* RECORDS TO PROCESS *
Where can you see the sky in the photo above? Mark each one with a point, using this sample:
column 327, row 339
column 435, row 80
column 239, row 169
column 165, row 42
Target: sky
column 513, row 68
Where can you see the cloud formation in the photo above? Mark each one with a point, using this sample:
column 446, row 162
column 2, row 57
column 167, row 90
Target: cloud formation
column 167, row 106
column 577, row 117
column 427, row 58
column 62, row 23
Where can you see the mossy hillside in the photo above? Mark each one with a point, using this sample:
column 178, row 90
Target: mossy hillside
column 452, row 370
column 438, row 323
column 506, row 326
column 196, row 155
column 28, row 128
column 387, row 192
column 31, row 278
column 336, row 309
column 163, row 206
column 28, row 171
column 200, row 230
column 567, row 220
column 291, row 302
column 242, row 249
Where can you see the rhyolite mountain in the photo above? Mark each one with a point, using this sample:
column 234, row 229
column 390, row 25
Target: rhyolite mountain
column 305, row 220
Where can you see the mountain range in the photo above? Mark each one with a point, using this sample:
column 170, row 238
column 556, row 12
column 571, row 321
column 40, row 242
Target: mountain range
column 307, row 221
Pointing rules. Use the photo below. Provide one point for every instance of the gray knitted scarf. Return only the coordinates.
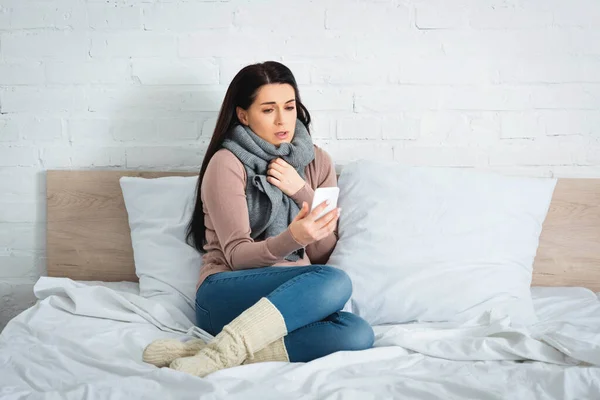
(270, 210)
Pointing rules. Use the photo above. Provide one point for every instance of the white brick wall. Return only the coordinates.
(511, 86)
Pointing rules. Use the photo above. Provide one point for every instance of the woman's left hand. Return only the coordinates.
(284, 176)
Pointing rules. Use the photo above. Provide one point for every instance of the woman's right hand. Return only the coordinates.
(306, 229)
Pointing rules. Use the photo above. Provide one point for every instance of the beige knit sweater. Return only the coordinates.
(230, 246)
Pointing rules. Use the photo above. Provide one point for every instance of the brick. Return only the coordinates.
(40, 129)
(346, 151)
(17, 183)
(98, 157)
(154, 100)
(89, 130)
(208, 127)
(359, 127)
(22, 211)
(28, 73)
(323, 125)
(385, 17)
(21, 264)
(45, 45)
(447, 156)
(569, 122)
(534, 153)
(301, 69)
(22, 236)
(577, 13)
(346, 72)
(437, 15)
(445, 70)
(327, 99)
(18, 156)
(109, 16)
(326, 45)
(394, 99)
(490, 98)
(136, 130)
(402, 127)
(534, 172)
(9, 130)
(90, 72)
(164, 157)
(273, 15)
(176, 72)
(56, 157)
(42, 99)
(187, 16)
(565, 96)
(524, 16)
(516, 43)
(457, 128)
(230, 44)
(576, 171)
(55, 14)
(550, 70)
(177, 129)
(520, 125)
(133, 44)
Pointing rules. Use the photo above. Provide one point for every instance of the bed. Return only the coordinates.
(85, 335)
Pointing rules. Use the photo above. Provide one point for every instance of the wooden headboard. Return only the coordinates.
(88, 235)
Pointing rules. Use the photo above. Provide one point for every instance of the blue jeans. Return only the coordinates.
(309, 298)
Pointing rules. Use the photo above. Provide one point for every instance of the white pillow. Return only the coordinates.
(159, 211)
(438, 244)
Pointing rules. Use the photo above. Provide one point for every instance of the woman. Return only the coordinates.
(263, 289)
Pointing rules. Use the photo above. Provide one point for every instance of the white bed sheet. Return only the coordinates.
(85, 340)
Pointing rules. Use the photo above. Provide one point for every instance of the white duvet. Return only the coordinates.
(86, 341)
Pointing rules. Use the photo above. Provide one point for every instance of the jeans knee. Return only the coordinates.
(360, 335)
(337, 287)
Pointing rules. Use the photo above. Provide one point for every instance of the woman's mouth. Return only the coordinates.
(282, 135)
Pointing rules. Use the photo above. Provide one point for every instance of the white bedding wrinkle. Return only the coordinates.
(86, 341)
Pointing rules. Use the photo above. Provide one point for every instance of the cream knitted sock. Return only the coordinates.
(276, 351)
(162, 352)
(249, 333)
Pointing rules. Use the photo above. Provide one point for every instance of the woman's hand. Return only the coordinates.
(306, 229)
(284, 176)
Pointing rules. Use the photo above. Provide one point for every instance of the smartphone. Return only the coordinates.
(322, 194)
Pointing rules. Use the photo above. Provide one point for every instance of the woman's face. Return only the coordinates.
(273, 114)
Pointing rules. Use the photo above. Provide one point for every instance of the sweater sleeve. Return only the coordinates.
(320, 251)
(224, 197)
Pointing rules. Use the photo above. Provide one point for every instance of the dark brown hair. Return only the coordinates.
(242, 92)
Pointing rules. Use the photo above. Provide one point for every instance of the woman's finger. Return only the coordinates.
(328, 228)
(325, 219)
(317, 211)
(276, 167)
(274, 173)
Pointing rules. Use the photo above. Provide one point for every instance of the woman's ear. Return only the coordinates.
(242, 115)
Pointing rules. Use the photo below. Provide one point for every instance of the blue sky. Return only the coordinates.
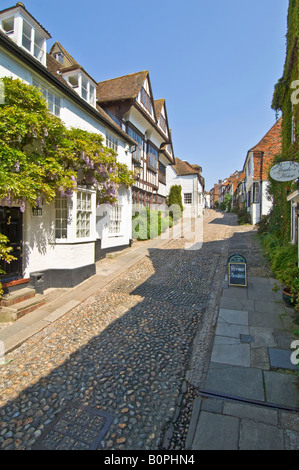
(215, 63)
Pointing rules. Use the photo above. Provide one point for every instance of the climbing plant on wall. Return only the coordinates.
(286, 101)
(40, 157)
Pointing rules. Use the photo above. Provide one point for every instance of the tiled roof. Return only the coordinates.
(158, 106)
(72, 64)
(57, 46)
(21, 5)
(265, 151)
(121, 88)
(271, 142)
(53, 66)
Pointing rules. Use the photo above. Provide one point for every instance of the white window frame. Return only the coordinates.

* TASK TO COMPLETE *
Copy the listing above from the line containing "wrinkle. Return only the coordinates." through the end of the listing, both ends included. Keep the requests unchanged, shift every coordinate in the answers up by 112, and leave the pictures out.

* OUTPUT OF THE TASK *
Pointing rules. Use the photo above. Provide one point for every instance of the white bedding wrinkle. Return only the coordinates.
(198, 453)
Pointing rules. Use the photo above. Provide one point for every instance of the cream knitted sock. Return only the coordinates.
(388, 463)
(274, 464)
(361, 445)
Pointing rules. Use the photo above. Provide one point for every instance of the woman's hand. Return only the coordinates.
(418, 341)
(396, 288)
Pointing rules. Use the photo above. Provide one point for every instance of the smartphone. Return only the coordinates.
(434, 306)
Pointing rules. Use the photo above. Provide one point for every instance of the woman's face. Return only the coordinates.
(385, 226)
Pointing rules. Use the photo above. Provide one point for every instance of the sweater sleeve. Return only the coordinates.
(432, 363)
(336, 309)
Pointing rules. Use the photo above. Provide one point for every instance of the dark brown hair. Return only the coordinates.
(354, 204)
Pointing rules. Use the photo above. Provide one point for every instance of the woman's finger. Return only the coordinates.
(440, 340)
(437, 331)
(429, 323)
(388, 279)
(386, 285)
Pointing rules. Use the photo above. Provide one point for every instance of the woman's ear. Return only the coordinates.
(354, 227)
Pointing rules. Use the photo below. Provide one point for every instance of the blue sky. Return only the coordinates.
(327, 175)
Pointing rules. Use the photo above. Provide one point for every instance of the climbing plant on wall. Return only the coordinates.
(398, 213)
(152, 269)
Pointing rules. Use the photo above. Provide one point for every instance of the tiled roof. Return only the coordinates.
(270, 218)
(184, 176)
(169, 158)
(133, 117)
(377, 263)
(233, 200)
(383, 254)
(165, 178)
Pointing rules. Use the photo above. Provide one point for every instance of the white window frame. Return only the coordinates.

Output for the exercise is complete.